**WRITTEN EXERCISE:** Please convert the rows into a numbered list, starting with the first line and going on through the line that contains "[[276, 0], [0, 0], [0, 85], [277, 80], [277, 37]]". Leave out blank lines.

Items from a dataset
• • •
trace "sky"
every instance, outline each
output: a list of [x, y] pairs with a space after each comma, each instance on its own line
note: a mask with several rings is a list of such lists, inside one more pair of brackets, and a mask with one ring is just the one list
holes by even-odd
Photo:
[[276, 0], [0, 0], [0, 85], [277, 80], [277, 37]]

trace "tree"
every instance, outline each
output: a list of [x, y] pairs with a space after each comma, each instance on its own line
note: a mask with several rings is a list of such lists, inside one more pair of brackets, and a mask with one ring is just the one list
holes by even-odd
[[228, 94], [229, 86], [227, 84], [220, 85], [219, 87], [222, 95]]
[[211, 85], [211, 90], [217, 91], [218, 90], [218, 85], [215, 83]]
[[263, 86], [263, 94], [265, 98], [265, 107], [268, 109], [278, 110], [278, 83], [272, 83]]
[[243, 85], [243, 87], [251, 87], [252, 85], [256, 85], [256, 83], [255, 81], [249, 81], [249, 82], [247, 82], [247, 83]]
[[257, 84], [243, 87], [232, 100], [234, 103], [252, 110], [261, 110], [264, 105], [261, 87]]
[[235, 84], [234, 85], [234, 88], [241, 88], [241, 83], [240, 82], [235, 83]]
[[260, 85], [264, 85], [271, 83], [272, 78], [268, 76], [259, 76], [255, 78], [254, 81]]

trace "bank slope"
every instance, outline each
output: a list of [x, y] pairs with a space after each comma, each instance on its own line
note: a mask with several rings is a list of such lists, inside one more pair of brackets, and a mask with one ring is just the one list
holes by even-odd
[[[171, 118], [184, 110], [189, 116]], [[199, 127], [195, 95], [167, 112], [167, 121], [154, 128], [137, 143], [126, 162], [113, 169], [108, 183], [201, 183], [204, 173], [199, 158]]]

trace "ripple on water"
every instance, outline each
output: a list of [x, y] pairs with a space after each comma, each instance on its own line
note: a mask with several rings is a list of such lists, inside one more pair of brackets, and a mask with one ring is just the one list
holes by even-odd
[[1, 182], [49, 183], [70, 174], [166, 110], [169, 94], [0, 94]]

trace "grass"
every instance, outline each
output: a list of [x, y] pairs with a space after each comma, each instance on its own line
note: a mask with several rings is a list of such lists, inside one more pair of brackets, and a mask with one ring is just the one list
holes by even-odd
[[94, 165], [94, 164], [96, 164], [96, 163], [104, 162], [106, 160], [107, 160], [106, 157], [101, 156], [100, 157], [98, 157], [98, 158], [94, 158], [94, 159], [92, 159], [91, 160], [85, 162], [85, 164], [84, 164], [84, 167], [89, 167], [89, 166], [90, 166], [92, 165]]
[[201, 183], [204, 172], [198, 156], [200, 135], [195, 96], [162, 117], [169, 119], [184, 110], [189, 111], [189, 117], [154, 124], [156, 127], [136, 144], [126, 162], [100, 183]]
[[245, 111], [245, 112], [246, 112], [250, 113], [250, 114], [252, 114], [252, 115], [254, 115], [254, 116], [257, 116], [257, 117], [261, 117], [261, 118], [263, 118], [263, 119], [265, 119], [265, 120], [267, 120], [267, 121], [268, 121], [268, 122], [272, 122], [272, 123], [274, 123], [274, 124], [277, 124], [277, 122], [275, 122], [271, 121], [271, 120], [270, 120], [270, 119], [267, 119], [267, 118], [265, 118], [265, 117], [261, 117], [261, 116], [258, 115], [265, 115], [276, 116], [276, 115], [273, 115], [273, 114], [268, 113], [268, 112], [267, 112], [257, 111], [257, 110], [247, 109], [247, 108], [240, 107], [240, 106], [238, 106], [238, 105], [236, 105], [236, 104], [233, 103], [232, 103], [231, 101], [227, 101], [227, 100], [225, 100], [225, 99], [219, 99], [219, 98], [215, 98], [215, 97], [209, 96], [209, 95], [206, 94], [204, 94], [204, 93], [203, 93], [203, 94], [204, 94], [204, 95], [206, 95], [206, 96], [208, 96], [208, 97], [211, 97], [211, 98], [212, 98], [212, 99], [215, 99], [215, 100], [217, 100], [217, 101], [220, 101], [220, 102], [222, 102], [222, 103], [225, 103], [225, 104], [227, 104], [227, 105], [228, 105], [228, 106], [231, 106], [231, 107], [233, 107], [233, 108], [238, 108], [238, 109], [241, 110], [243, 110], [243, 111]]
• • •
**FINISHED EXERCISE:**
1. trace "sky"
2. every instance, outline each
3. output: a list of [x, y] pairs with a space after each comma, each instance on its own line
4. note: a mask with several rings is a list of such lists, inside one more pair of brackets, and a mask with one ring is just the one list
5. holes by even-odd
6. Photo:
7. [[276, 0], [0, 0], [0, 85], [277, 80], [277, 37]]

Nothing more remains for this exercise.